» What is required: Reproduce each of the items below character for character, leaving every line unchanged.

» Rows:

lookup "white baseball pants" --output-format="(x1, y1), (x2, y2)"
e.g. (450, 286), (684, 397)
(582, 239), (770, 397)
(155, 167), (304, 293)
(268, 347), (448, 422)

» Reply to the task:
lookup "white baseball pants" --output-format="(x1, y1), (x2, y2)"
e.g. (450, 286), (684, 397)
(582, 239), (770, 397)
(155, 167), (304, 293)
(268, 347), (448, 422)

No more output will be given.